* _DATASET_:
# # # # # # #

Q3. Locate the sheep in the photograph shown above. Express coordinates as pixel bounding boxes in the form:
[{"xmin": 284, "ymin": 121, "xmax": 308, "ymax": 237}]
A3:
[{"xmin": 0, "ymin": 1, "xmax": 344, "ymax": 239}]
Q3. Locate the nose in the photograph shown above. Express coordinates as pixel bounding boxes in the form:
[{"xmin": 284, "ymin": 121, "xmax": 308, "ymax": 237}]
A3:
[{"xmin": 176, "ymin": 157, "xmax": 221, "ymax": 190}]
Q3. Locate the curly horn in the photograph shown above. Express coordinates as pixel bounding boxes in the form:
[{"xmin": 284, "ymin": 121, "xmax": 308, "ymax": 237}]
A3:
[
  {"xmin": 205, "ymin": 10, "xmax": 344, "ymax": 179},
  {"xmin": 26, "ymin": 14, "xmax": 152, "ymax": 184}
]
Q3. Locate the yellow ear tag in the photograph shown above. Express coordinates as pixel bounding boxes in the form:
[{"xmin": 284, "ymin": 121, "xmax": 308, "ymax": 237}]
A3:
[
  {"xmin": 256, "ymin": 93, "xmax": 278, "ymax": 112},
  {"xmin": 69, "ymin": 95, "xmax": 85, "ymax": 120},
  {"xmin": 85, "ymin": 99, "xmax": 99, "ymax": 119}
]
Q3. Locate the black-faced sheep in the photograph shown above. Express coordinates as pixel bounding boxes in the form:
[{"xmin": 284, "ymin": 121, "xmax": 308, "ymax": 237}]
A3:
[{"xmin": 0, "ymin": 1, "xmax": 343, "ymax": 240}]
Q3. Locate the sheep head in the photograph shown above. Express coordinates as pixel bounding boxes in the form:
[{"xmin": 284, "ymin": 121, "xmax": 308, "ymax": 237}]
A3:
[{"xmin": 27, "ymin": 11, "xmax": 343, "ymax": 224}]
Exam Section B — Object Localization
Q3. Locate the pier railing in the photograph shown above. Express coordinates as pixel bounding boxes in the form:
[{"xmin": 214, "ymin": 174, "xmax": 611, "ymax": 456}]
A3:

# # # # # # #

* _TASK REQUIREMENTS_:
Reproduce the lines above word for word, beginning with the line that contains "Q3. Locate the yellow" and continuing up to and including the final line.

* _FINAL RESULT_:
Q3. Locate the yellow ear tag in the photograph shown above. Express coordinates as pixel bounding boxes in the form:
[{"xmin": 284, "ymin": 121, "xmax": 308, "ymax": 237}]
A3:
[
  {"xmin": 256, "ymin": 93, "xmax": 278, "ymax": 112},
  {"xmin": 69, "ymin": 95, "xmax": 85, "ymax": 120},
  {"xmin": 85, "ymin": 99, "xmax": 99, "ymax": 119}
]
Q3. Locate the black-faced sheep in the photograph shown above. Express coordinates as pixel bounding boxes in the form:
[{"xmin": 284, "ymin": 121, "xmax": 308, "ymax": 237}]
A3:
[{"xmin": 0, "ymin": 1, "xmax": 343, "ymax": 240}]
Q3. Locate the sheep head in the photograph shown above. Express coordinates as pixel bounding boxes in the form:
[{"xmin": 284, "ymin": 121, "xmax": 308, "ymax": 237}]
A3:
[{"xmin": 27, "ymin": 11, "xmax": 343, "ymax": 224}]
Exam Section B — Object Localization
Q3. Locate the pier railing in the photograph shown above. Express coordinates as pixel bounding boxes in the form:
[{"xmin": 214, "ymin": 174, "xmax": 611, "ymax": 456}]
A3:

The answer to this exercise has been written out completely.